■ ÜBUNGSAUFGABEN ■
(1) Zählen Sie alle Orte auf, die laut dem Text über Christopher Lee durch das Fenster des Hotelzimmers zu sehen waren.
(2) In welchem Hotel fand laut dem Text über Christopher Lee das Interview statt?
(3) Führen Sie den Text über Christopher Lee im Anschluss an seinen letzten Satz weiter.

Am Tag der Galapremiere von «Nachtzug nach Lissabon» traf Bäckstage Christopher Lee im Hotel Bellevue in Bern zum Interview. Das Fenster im Hotelzimmer gab den Blick zum Gurten, der Aare und der Monbijoubrücke frei. Als Christopher Lee das Zimmer betrat, verriet einzig sein Gang mit dem edlen hölzernen Gehstock seine 90 Jahre. Der britische Schauspieler trug einen roten Rollkragenpullover mit senfgelben Cordhosen und einem passenden Blazer. Er nahm auf dem Stuhl vor dem Filmplakat Platz und erzählte, wie er zur Rolle von Saruman in Lord of the Rings kam und welcher Film in seiner Karriere ihm am wichtigsten ist. Ausserdem erwies er sich als Sprachtalent und verriet eine unerwartete musikalische Vorliebe.

■ VORGEGEBENE EINTRÄGE ■

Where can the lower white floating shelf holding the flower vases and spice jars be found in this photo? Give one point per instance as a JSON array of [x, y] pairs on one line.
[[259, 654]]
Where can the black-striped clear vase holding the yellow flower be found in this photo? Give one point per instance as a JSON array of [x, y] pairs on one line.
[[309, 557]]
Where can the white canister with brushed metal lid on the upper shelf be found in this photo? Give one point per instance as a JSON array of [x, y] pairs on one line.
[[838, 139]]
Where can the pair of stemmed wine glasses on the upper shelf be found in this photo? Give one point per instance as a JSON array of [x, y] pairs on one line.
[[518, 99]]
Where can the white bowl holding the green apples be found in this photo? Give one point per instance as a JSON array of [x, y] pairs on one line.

■ LÖSUNGEN ■
(1) der Gurten, die Aare, die Monbijoubrücke

(2) Im Hotel Bellevue in Bern.

(3)
 

Sind Sie heute zum ersten Mal in Bern?

Nein, zum zweiten Mal. Das erste Mal war ich nur für einen Tag in der Stadt. Ich lebte damals in der Schweiz, im Kanton Waadt, oben in den Bergen in einem Dorf namens Blonay. Es war sehr schön und umgeben von grünen Feldern. Jetzt finden sich dort überall nur Gebäude. Das ist sehr schade … Jedenfalls kam ich damals für einen Tag nach Bern und heute bin ich zum zweiten Mal hier.

 

Was hat Sie an der Produktion von «Nachtzug nach Lissabon» fasziniert? Warum wollten Sie dabei sein?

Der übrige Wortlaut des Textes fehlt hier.